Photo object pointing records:
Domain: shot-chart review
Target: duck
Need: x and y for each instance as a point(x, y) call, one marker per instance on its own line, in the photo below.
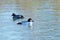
point(29, 21)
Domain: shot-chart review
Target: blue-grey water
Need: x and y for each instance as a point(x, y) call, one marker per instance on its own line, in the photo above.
point(46, 26)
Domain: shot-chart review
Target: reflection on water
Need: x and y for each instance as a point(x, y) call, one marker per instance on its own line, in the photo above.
point(46, 25)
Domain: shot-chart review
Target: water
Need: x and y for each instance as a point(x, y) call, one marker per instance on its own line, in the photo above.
point(45, 25)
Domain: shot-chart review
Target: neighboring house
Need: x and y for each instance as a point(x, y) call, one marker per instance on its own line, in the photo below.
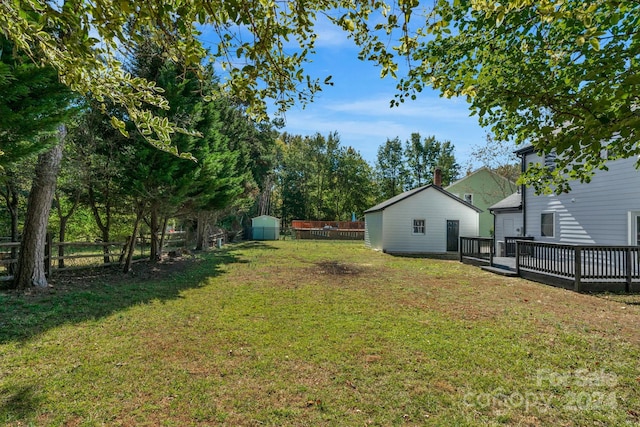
point(605, 211)
point(427, 219)
point(483, 188)
point(265, 227)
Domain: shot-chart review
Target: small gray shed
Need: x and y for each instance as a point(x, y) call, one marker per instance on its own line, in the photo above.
point(265, 227)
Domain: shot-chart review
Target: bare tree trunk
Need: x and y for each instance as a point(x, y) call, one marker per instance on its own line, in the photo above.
point(30, 271)
point(154, 225)
point(104, 226)
point(132, 240)
point(64, 220)
point(12, 200)
point(201, 231)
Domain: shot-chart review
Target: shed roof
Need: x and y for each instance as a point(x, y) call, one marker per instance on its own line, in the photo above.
point(514, 201)
point(407, 194)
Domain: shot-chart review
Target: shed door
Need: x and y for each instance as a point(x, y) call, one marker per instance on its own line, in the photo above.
point(453, 233)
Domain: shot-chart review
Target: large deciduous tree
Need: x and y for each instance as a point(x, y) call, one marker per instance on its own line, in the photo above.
point(30, 270)
point(262, 44)
point(561, 75)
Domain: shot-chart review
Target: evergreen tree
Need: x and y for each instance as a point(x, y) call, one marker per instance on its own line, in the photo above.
point(390, 169)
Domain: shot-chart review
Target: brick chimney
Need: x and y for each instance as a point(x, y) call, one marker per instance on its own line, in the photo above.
point(437, 177)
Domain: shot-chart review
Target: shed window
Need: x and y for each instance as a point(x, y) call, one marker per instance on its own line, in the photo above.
point(547, 224)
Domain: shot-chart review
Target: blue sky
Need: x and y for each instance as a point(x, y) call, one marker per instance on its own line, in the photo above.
point(357, 105)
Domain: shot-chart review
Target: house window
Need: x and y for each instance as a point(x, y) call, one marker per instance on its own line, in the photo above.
point(547, 221)
point(550, 160)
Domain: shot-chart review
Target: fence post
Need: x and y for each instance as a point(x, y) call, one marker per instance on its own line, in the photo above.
point(627, 286)
point(47, 254)
point(578, 269)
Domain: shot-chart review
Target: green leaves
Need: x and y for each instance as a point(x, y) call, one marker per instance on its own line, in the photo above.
point(556, 74)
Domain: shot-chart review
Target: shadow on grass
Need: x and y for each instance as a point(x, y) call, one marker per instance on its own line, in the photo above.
point(19, 401)
point(93, 294)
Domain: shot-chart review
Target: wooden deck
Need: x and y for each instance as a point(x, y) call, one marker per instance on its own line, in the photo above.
point(581, 268)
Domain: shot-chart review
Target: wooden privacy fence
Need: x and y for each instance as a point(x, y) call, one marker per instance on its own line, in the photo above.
point(580, 267)
point(329, 234)
point(341, 225)
point(77, 255)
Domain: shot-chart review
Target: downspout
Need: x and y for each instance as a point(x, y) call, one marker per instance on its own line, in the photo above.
point(523, 169)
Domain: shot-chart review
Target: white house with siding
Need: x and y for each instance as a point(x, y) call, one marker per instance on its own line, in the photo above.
point(427, 219)
point(605, 211)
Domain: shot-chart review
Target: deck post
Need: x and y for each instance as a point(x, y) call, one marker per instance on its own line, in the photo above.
point(578, 268)
point(517, 256)
point(627, 285)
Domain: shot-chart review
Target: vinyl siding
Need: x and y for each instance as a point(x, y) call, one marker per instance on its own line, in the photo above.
point(592, 213)
point(435, 208)
point(510, 218)
point(487, 188)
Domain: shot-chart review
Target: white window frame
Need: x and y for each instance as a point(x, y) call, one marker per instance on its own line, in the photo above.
point(553, 224)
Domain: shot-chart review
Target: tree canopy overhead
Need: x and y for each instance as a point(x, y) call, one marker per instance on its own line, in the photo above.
point(559, 74)
point(263, 45)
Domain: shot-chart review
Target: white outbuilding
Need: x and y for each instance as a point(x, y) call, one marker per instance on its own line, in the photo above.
point(426, 219)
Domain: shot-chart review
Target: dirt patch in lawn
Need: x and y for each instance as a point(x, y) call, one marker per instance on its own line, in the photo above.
point(337, 268)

= What you have to do =
Please copy every row above word for word, leaving the pictures out of your copy.

= Written solution =
Domain: shot-chart review
Target: duck
Need: x and y for each instance as a point(x, y) call, one marker per instance on its own line, in the photo below.
point(29, 21)
Domain: shot-chart review
Target: blue-grey water
Need: x and y for each instance as a point(x, y) call, one marker per instance on its own line, in the photo above.
point(46, 26)
Domain: shot-chart review
Target: reflection on water
Need: x and y for each instance as a point(x, y) call, one marker per instance on its own line, in the photo above.
point(46, 25)
Domain: shot-chart review
Target: water
Need: x and y for each instance as a point(x, y) call, one marker per instance on its own line, in the photo above.
point(45, 25)
Domain: shot-chart review
Target: neighboring house
Need: x and y for each instance as a point(x, y) call, one marker per instance on its own line, in the photo below.
point(605, 211)
point(427, 219)
point(483, 188)
point(265, 227)
Domain: shot-chart review
Target: small gray shed
Need: x and y for each instance as a point(x, y) call, one marker per instance on its own line, in the photo above.
point(265, 227)
Domain: shot-chart review
Target: bare tree trunk
Need: x and y for each instance as a point(x, y) call, one marker per instance on its own line, in the photo above.
point(30, 271)
point(154, 225)
point(104, 226)
point(132, 240)
point(64, 220)
point(12, 200)
point(201, 231)
Domain: shot-chart review
Target: shed roof
Need: x and y for each instance as a point(x, y) call, one marker per instance on its own line, in the photo above.
point(514, 201)
point(407, 194)
Domain: shot-chart review
Target: shed door
Need: x and y for each instance as a point(x, y) call, one marker per instance on its own line, in the photo above.
point(453, 233)
Domain: shot-chart review
Target: large deciduous tree
Need: x and y for each instance as a point(x, y) call, one marker per instance on its own line, in the photo above.
point(30, 270)
point(262, 44)
point(561, 75)
Domain: shot-chart review
Target: evergreen tree
Need: x and y for each instance as a point(x, y) call, one marker per instance on its own line, in the photo above.
point(390, 169)
Domain: shot-chart review
Target: brick chimney
Need: x and y for each instance as a point(x, y) call, one marker per instance on its own line, in the photo above.
point(437, 177)
Domain: shot-chart review
Target: shed window
Need: x and y for each instance as a point(x, y) call, one marker per instance on its own line, in the photo above.
point(547, 224)
Domain: shot-chart review
Target: blue sky
Need: x and y for each instance as a point(x, y) call, one marker per instance on its own line, in the photo above.
point(357, 105)
Domain: shot-chart review
Target: house window
Need: x and y for each instance as a point(x, y) call, one marker per instance on its own line, in the photo above.
point(547, 221)
point(550, 160)
Domain: shot-chart review
Target: fence post
Need: x and y for each instance as a point(x, y) call, one marker per instance on its own line, in the photo above.
point(627, 286)
point(47, 254)
point(578, 269)
Domain: shot-chart review
Target: green leaves
Need: x and y for each instance as a point(x, y) call, one marker per instance on its own line, in the photo above.
point(556, 74)
Domain: shot-chart review
Target: shadow on grass
Need: x and y for each instance as a point(x, y) call, one marker per instance on its own line, in the photo above.
point(19, 401)
point(93, 294)
Domain: shot-chart review
Target: wooden deck
Need: x and y for each instance as a point(x, y) call, one marker per instance on its own line, in the photo above.
point(581, 268)
Domain: shot-chart review
Target: wooden privacy fence
Need: x and y for each instance as a point(x, y) call, one marker per instance on its own line, in the photo above.
point(580, 267)
point(329, 234)
point(341, 225)
point(77, 255)
Domain: shot-chart review
Target: downspout
Need: x and y for each instance as a point(x, y) call, one marker per instance on its own line, in the photo above.
point(523, 169)
Domain: shot-chart review
Target: white house with siding
Need: x and y for each instance as a point(x, y) call, one marker per instance on its own line, in the photo above.
point(427, 219)
point(605, 211)
Domain: shot-chart review
Target: deck post
Need: x and y for each instance as a point(x, y) call, one marker per instance on its own line, in the photo above.
point(578, 268)
point(517, 256)
point(627, 285)
Domain: shot-chart review
Target: vinyl siding
Need: x and y for each instance as a point(x, y) call, one marker per instance on its own line, in the photo above.
point(592, 213)
point(435, 208)
point(510, 218)
point(487, 188)
Domain: shot-chart review
Target: white window frame
Need: x and y for each instance as a point(x, y) call, one marker per instance on its own line, in the photo above.
point(553, 224)
Domain: shot-chart review
Target: tree canopy overhead
Need: x and y for each instance as a point(x, y) call, one marker per instance on its own line, in the photo above.
point(559, 74)
point(263, 45)
Domain: shot-chart review
Target: white outbuilding
Need: x and y for each instance as a point(x, y) call, one marker per instance on its own line, in the photo above.
point(426, 219)
Domain: shot-chart review
Target: dirt patch in lawn
Need: x and y for each instance as a point(x, y) call, one marker per instance on its own line, in the photo above.
point(337, 268)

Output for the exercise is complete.